**DO THIS**
Starting with the line that contains "Expected: a marker on each instance of the wooden chest, one", copy each line exactly through the end of the listing, and omit all pictures.

**RECORD LIST**

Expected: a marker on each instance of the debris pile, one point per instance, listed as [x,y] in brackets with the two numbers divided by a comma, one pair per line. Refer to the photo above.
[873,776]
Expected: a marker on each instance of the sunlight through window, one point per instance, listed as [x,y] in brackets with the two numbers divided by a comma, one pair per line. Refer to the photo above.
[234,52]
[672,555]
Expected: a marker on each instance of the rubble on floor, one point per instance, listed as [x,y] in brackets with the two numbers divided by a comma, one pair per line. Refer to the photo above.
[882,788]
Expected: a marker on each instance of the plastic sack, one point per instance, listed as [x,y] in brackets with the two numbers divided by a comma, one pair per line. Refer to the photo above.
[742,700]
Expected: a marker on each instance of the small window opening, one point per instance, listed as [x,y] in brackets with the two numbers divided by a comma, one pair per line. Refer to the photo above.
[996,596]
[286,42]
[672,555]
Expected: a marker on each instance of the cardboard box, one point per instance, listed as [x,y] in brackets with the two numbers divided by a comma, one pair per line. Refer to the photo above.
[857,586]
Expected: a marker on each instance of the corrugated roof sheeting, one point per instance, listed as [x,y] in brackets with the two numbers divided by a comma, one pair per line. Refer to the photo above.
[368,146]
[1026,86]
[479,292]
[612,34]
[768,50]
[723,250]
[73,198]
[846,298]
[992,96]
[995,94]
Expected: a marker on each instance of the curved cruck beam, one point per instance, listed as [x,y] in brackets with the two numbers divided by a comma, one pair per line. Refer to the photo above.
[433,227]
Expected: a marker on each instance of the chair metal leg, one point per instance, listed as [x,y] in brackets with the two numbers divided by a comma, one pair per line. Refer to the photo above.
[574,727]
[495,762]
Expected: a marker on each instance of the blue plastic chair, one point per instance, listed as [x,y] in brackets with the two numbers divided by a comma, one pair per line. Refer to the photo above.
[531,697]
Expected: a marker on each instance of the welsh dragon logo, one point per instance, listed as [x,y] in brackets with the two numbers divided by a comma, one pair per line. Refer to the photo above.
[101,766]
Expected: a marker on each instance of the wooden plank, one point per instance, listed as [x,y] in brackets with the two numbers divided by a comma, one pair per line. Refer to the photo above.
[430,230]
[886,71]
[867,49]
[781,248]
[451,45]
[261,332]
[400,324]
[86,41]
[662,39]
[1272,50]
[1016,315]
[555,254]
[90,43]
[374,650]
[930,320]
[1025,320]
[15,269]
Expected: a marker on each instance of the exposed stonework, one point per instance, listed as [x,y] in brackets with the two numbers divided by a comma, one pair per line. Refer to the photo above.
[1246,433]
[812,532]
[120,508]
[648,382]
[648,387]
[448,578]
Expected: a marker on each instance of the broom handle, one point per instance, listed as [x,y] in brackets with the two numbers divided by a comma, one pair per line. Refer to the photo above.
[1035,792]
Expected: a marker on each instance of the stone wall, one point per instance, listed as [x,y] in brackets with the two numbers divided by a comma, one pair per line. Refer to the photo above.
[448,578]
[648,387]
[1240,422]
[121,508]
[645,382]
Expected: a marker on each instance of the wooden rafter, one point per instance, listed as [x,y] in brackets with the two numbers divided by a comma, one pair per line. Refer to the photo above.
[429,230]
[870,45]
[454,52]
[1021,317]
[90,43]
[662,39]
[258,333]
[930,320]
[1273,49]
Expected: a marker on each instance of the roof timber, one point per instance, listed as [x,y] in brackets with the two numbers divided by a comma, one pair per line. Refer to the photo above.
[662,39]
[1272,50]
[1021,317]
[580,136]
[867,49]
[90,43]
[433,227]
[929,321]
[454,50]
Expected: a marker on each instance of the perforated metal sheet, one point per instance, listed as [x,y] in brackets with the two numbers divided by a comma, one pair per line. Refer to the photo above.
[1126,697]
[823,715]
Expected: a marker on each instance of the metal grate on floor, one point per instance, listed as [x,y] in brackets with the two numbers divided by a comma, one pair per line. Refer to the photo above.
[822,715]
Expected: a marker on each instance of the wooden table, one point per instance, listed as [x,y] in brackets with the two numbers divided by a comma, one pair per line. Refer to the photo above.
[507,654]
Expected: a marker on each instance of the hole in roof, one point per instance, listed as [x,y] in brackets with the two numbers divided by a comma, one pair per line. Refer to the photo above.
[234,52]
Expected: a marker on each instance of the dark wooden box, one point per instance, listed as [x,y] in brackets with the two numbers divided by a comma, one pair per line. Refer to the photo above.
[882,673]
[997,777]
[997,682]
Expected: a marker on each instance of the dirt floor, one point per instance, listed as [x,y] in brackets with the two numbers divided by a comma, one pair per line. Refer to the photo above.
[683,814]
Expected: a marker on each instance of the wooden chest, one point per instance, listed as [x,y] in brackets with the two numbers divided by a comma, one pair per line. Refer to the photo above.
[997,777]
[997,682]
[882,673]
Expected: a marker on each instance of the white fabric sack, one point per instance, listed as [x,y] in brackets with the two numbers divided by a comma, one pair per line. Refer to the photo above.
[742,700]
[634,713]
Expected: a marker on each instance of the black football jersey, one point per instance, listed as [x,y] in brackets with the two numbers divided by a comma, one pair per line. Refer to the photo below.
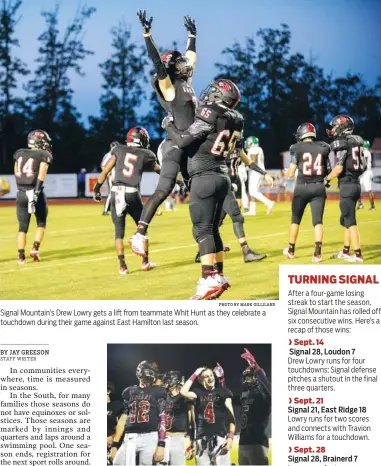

**WORKED ANSWER**
Expected: a marker on each instance of the wooden chest, one point per instance, listed as [x,y] in brackets with the two numbers divided by a comma, one pair per line. Refer to the photo above.
[997,777]
[997,682]
[882,673]
Expected: a marker on each instance of the white fabric sack, one point per instance, listed as [x,y] in brackets with the two numbers divided by a comma, one pair per line. Refer to the photo above.
[742,700]
[634,713]
Expected: a marker on each instance of the black football jersey, one point per instance, listed as [x,y] in brackets with the two numbers divided by a comma, one pair per line. Refer to the photo below.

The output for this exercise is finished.